■ What you will do
Would you please print the data a second time, exactly as it stands?

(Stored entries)
◆ ◆ ◆ ◆

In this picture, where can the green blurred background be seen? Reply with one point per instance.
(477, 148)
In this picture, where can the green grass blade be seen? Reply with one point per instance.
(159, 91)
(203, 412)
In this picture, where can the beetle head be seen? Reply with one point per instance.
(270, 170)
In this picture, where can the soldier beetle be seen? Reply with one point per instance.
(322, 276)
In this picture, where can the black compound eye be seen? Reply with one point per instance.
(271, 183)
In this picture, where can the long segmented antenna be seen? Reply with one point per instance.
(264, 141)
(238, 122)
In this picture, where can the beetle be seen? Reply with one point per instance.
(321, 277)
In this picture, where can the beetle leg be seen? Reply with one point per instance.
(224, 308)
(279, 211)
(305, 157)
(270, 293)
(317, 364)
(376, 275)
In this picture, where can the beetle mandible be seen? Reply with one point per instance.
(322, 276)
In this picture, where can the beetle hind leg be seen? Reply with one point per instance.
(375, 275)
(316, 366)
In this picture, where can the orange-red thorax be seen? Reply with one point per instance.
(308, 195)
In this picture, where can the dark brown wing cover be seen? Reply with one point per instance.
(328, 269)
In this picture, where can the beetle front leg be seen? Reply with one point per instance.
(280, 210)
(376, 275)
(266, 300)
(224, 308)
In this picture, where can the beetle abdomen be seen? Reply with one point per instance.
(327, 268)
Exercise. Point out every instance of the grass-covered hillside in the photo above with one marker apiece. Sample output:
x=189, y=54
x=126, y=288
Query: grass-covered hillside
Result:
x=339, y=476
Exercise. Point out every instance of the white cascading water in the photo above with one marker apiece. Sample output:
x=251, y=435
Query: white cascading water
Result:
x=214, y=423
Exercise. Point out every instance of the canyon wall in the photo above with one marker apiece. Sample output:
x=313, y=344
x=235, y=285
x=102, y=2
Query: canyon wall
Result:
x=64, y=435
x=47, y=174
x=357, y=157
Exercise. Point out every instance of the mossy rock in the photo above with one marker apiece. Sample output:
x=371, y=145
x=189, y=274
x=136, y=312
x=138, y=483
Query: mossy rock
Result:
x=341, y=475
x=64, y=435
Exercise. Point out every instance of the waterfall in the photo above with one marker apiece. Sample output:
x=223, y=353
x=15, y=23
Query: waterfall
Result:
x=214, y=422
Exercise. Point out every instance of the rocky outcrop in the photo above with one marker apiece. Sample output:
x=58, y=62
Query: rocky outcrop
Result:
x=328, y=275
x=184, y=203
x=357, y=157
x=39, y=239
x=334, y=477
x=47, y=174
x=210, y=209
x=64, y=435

◆ ◆ ◆ ◆

■ Solution below
In this picture, where can the green blurred background be seen? Reply with one point per instance.
(477, 148)
In this picture, where can the green grass blade be seen? Reply with one point per instance.
(159, 91)
(203, 412)
In this picture, where can the beetle head be seen? Reply with one point per instance.
(270, 170)
In this picture, where can the soldier beetle be seen? Reply with one point per instance.
(322, 276)
In this picture, where can the black compound eye be seen? Reply with one point per instance.
(271, 183)
In this picture, where can the long segmented antenna be seen? Reply with one point per instance.
(264, 141)
(238, 122)
In this picture, where can the beetle be seen? Reply with one point per instance.
(321, 277)
In this picture, where can the beetle leg be seen? Reply with one point per instance.
(224, 308)
(279, 211)
(305, 157)
(270, 293)
(317, 364)
(376, 275)
In this picture, where can the beetle mandible be seen? Reply with one point per instance.
(322, 276)
In this picture, where can the beetle hind leg be seen? Reply with one point per instance.
(375, 275)
(316, 366)
In this picture, where can the orange-red thorax be seen? Reply with one point per instance.
(308, 195)
In this picture, where can the dark brown wing cover be seen? Reply with one point per instance.
(328, 269)
In this picture, where can the beetle front leg be seen? Reply with one point per instance.
(280, 210)
(376, 275)
(266, 300)
(224, 308)
In this picture, where can the beetle abdomen be seen? Reply with one point per instance.
(327, 268)
Exercise. Point out every instance of the grass-covered hillside in the photo above with one marker apiece. Sample output:
x=189, y=54
x=126, y=288
Query: grass-covered hillside
Result:
x=339, y=476
Exercise. Point out every instance of the white cascading water in the photo above with one marker apiece. Sample output:
x=251, y=435
Query: white cascading water
Result:
x=214, y=423
Exercise. Point out every instance of the canyon wall in the photo above with one marker apiece. Sample output:
x=313, y=344
x=235, y=285
x=102, y=2
Query: canyon wall
Result:
x=64, y=435
x=47, y=174
x=357, y=157
Exercise. Point out every instance of the mossy rock in the photo above with one marker apiece. Sample output:
x=371, y=145
x=189, y=274
x=136, y=312
x=138, y=483
Query: mossy rock
Result:
x=341, y=475
x=64, y=435
Exercise. Point out every instance of the waterfall in the photo above with one marker apiece. Sample output:
x=223, y=353
x=15, y=23
Query: waterfall
Result:
x=214, y=422
Exercise. Point out every instance of the rocky outcrop in the photo above with one marker apiece. Sample output:
x=58, y=62
Query: rocky outcrop
Result:
x=328, y=275
x=184, y=203
x=357, y=157
x=39, y=239
x=334, y=477
x=47, y=174
x=210, y=209
x=64, y=435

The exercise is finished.